* _Written task A_
Reproduce the stretch of the text on preparing UNICORE jobs from "This part describes" through "the main job.", keeping every word and mark unchanged.

Preparing Jobs

This part describes how you can prepare new jobs or modify existing jobs.

Overview

An UNICORE job is modelled as a directed acyclic graph (DAG) of tasks and sub-jobs which may contain other tasks and sub-jobs. On the user level, a task cannot be divided into smaller execution parts. All tasks of a job or sub-job are executed on the same Virtual Site (Vsite). However, a sub-job (i.e. its tasks) may be executed on a different Vsite than the main job.

By default, all tasks and sub-jobs are executed in no order, even in parallel if the resources are available on the target execution systems. To establish a temporal order explicit dependencies have to be defined in the job construction. The UNICORE NJS server will then delay the execution of a dependent action until the predecessor action has been completed successfully.

Each job runs in a dedicated temporary file space on the execution system called the Job Directory or Uspace. The Uspace only exists during the execution of the job. Any files needed by the application have to be imported into the Uspace, either from permanent storage on the execution system (Xspace), from the local computer the client is running on (Nspace), or from storage servers (e.g. archive systems). Vice versa, files that must survive the end of the job have to be exported explicitly. If data from one task is needed in another sub-job an explicit data transfer has to be specified in the job construction because the sub-job will run in a different Uspace.

UNICORE jobs are prepared in abstract seamless form, substituting the platform-dependent commands and parameters for the resource requirements, data transfer etc. by a platform-independent representation. The UNICORE NJS server will translate from this abstract definition to a concrete sequence of commands and options suitable for the selected execution platform. The end-user does not have to know the platform-specific details, and a UNICORE job can be easily re-targeted to a different site or execution system.

The end-user specifies on which system a job should run; it is possible to specify different execution systems for different sub-jobs, thus creating a job that will run on multiple systems, or even on multiple sites. Data transfer is handled transparently by the UNICORE system, given that the end-user has specified which files are needed by each task/job group and which are produced.

For each task, the end-user can specify the resources required to run this task; supported resources include CPU or node count, computing time, memory size etc. The resource model is designed to be extensible, so that other required software or hardware resources can be defined, provided by a site and requested by a task. Each of the UNICORE sites defines the resources made available by each of their systems, and the client performs a check on whether the required resources are actually available.

* _Data section_

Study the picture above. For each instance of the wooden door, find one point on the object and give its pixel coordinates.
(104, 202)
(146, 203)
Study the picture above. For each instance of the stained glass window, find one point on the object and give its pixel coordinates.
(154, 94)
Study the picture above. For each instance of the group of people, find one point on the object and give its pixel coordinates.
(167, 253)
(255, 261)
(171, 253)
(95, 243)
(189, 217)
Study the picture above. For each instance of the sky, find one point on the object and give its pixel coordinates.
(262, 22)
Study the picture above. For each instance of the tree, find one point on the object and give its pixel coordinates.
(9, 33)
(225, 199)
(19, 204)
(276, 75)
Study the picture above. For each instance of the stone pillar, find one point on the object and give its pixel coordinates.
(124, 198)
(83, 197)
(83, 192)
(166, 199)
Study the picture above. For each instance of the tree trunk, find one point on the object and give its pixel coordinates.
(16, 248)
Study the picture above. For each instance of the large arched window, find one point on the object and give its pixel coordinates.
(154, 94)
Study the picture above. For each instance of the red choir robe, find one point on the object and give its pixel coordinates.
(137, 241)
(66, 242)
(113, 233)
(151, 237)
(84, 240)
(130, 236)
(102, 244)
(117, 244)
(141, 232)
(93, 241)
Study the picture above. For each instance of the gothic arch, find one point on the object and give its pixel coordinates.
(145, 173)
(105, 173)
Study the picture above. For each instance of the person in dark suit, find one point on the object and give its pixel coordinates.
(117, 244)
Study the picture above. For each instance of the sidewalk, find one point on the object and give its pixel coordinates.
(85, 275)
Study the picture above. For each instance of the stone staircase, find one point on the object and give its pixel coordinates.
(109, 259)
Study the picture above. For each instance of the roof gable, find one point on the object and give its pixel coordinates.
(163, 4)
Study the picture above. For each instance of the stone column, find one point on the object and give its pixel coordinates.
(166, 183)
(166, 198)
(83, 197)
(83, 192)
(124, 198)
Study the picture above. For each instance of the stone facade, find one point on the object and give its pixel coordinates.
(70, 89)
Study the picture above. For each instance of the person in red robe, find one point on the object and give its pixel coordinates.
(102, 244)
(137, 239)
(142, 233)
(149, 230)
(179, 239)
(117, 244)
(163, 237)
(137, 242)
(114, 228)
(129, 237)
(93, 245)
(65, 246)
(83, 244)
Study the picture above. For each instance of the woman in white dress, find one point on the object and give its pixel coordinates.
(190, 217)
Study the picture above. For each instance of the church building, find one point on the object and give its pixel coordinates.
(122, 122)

* _Written task B_
Write out the rows from the line containing "Study the picture above. For each instance of the roof" through the last of the rows, including both of those lines, with nothing altered.

* _Worked solution A_
This part describes how you can prepare new jobs or modify existing jobs.

Overview

An UNICORE job is modelled as a directed acyclic graph (DAG) of tasks and sub-jobs which may contain other tasks and sub-jobs. On the user level, a task cannot be divided into smaller execution parts. All tasks of a job or sub-job are executed on the same Virtual Site (Vsite). However, a sub-job (i.e. its tasks) may be executed on a different Vsite than the main job.

* _Worked solution B_
Study the picture above. For each instance of the roof gable, find one point on the object and give its pixel coordinates.
(163, 4)
Study the picture above. For each instance of the stone column, find one point on the object and give its pixel coordinates.
(166, 183)
(166, 198)
(83, 197)
(83, 192)
(124, 198)
Study the picture above. For each instance of the stone facade, find one point on the object and give its pixel coordinates.
(70, 89)
Study the picture above. For each instance of the person in red robe, find one point on the object and give its pixel coordinates.
(102, 244)
(137, 239)
(142, 233)
(149, 230)
(179, 239)
(117, 244)
(163, 237)
(137, 242)
(114, 228)
(129, 237)
(93, 245)
(65, 246)
(83, 244)
Study the picture above. For each instance of the woman in white dress, find one point on the object and give its pixel coordinates.
(190, 217)
Study the picture above. For each instance of the church building, find one point on the object and give its pixel coordinates.
(122, 122)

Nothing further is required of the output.